• _PROBLEM REQUIREMENTS_:
Print every one of the following entries word for word, keeping them in the order shown.
[TASK DATA start]
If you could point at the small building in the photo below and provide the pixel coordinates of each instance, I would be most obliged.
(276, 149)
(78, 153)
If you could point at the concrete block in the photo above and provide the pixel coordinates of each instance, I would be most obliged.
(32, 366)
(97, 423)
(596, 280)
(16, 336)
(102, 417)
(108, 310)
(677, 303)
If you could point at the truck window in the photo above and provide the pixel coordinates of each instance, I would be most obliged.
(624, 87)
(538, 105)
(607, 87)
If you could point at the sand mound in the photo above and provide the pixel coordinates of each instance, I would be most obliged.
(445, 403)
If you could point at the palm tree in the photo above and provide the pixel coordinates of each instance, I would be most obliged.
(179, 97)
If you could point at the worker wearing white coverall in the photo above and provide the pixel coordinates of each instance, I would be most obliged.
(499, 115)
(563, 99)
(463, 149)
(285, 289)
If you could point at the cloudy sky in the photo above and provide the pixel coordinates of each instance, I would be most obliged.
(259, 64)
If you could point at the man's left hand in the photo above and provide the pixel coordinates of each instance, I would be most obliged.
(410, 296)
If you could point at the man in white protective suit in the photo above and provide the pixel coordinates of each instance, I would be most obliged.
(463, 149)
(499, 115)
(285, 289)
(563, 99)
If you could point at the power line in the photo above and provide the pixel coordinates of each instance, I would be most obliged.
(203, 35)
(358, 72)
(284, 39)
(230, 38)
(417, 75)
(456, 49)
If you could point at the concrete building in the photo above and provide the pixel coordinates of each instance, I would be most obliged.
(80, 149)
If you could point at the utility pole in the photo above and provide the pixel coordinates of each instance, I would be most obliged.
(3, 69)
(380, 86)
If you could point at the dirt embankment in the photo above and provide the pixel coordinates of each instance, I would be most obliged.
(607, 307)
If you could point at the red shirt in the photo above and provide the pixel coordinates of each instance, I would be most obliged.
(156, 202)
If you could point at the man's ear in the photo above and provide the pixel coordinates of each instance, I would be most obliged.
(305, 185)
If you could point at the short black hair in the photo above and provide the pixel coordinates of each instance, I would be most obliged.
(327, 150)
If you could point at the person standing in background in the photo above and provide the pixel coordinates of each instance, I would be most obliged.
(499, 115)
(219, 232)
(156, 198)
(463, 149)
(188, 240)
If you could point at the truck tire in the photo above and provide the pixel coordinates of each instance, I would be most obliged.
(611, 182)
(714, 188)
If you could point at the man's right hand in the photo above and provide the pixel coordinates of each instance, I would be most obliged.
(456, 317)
[TASK DATA end]
• _RESULT OF THE EXERCISE_:
If you could point at the small building in the photo below and provide the pixel coordinates of each instance, I would be most obliged.
(276, 149)
(78, 153)
If you could point at the concrete block in the photo above and provide the pixel coordinates of each instance, I would be most obliged.
(32, 366)
(97, 423)
(596, 280)
(16, 336)
(102, 417)
(108, 310)
(677, 303)
If you could point at the truck window in the photo above and provide the pixel coordinates of each instance, I would be most obliged.
(624, 87)
(538, 105)
(607, 87)
If you could point at the sand mound in the photo above and provide the pixel coordinates of each instance, I would be most obliged.
(445, 403)
If you could point at the palm tree in the photo above and provide the pixel coordinates of each instance, I would be most obliged.
(179, 97)
If you could point at the worker wearing white coverall in the photo above and provide the pixel coordinates of each instance, I would be most obliged.
(499, 115)
(563, 99)
(463, 149)
(285, 289)
If you could point at the cloudy sky in the photo above and provide the pixel coordinates of each instance, I would be most obliged.
(259, 64)
If you could point at the man's left hand in the photo above and provide the pixel coordinates of each instance, I would be most obliged.
(410, 296)
If you could point at the man in white protective suit in the photo above and provide the pixel coordinates of each instance, I would be most obliged.
(463, 149)
(499, 115)
(285, 289)
(563, 99)
If you could point at the power line in the photo above and provide the pixel coordinates of each instance, I would be most obliged.
(203, 35)
(358, 72)
(284, 39)
(230, 38)
(417, 75)
(456, 49)
If you could point at the concrete building in the photo above and provide the pixel coordinates of each instance, I would be most obliged.
(80, 149)
If you could point at the utility pole in the photo above and provide the pixel coordinates of each instance, I would be most obliged.
(3, 69)
(380, 86)
If you could point at the dirt embankment in the photo above and provide the pixel coordinates of each instance, I would be most obliged.
(607, 307)
If you could point at the red shirt in the photo above and provide the pixel coordinates of each instance, I would be most obliged.
(156, 202)
If you could point at the man's ear in the photo above and provide the pixel coordinates of each instance, I would be most obliged.
(305, 185)
If you could point at the short black hair in the photo above and provide the pixel coordinates of each instance, I would be most obliged.
(327, 150)
If you could point at the person standing in background in the photo above and provide the pixel coordinates of each instance, I would be most obliged.
(499, 115)
(219, 232)
(156, 198)
(463, 149)
(188, 240)
If you could point at the truck tire in the photo above and provide the pixel coordinates of each instance, I would be most obliged.
(611, 182)
(714, 188)
If you could point at the man's right hand in the photo above and provide the pixel coordinates of each instance, I would be most obliged.
(456, 317)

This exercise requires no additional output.